## [Data to process]
===
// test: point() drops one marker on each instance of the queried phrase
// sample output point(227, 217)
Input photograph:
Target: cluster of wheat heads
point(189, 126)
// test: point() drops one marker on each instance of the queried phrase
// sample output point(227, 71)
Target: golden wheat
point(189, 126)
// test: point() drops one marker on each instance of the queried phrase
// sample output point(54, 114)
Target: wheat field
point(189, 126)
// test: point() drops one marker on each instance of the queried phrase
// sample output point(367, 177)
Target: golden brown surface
===
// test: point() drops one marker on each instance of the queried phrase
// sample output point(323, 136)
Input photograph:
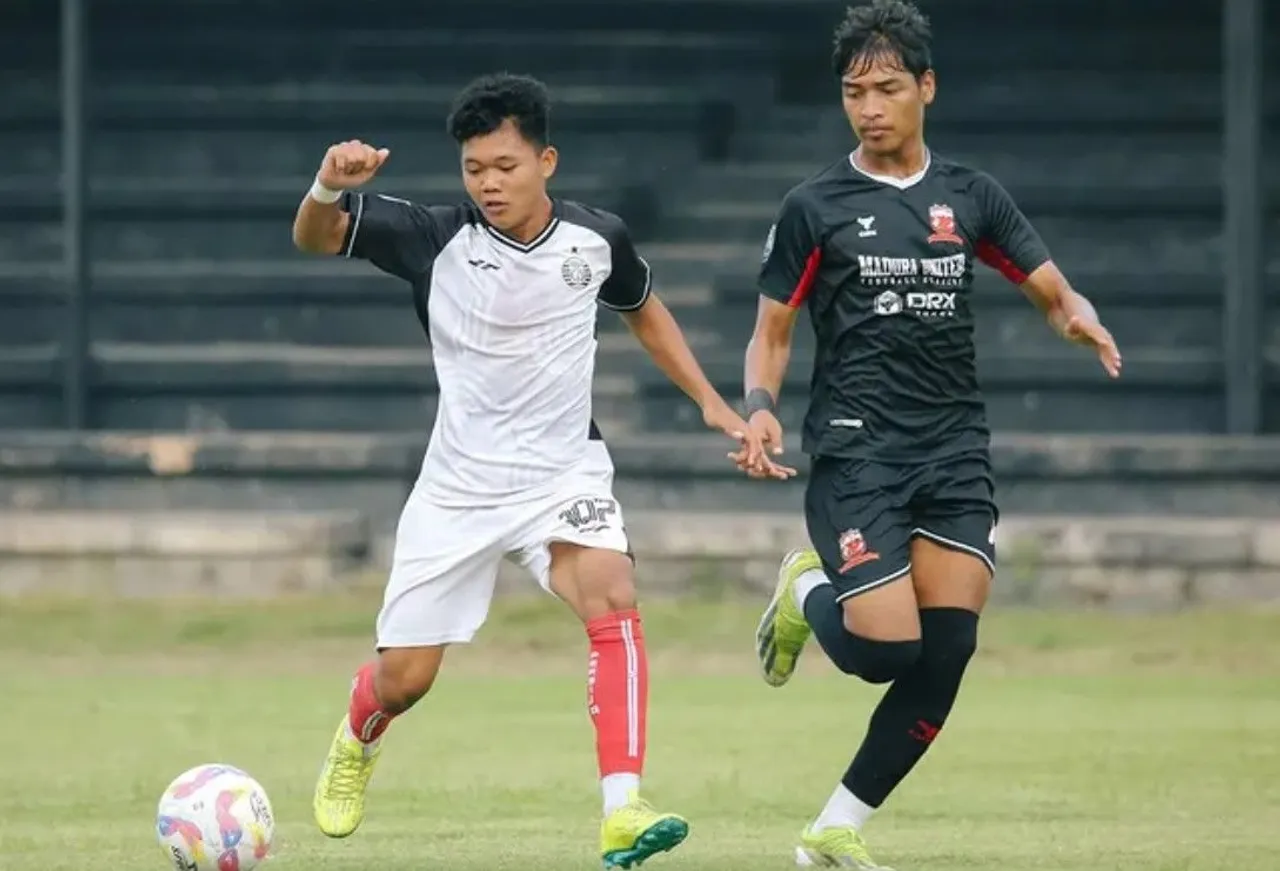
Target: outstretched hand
===
## [Problem description]
Show every line of the listing that contains the word "Target", copying each such line in full.

## [Answer to the problem]
Target: cluster of wheat heads
Target: golden wheat
Target: wheat field
Target: golden brown surface
Target: outstretched hand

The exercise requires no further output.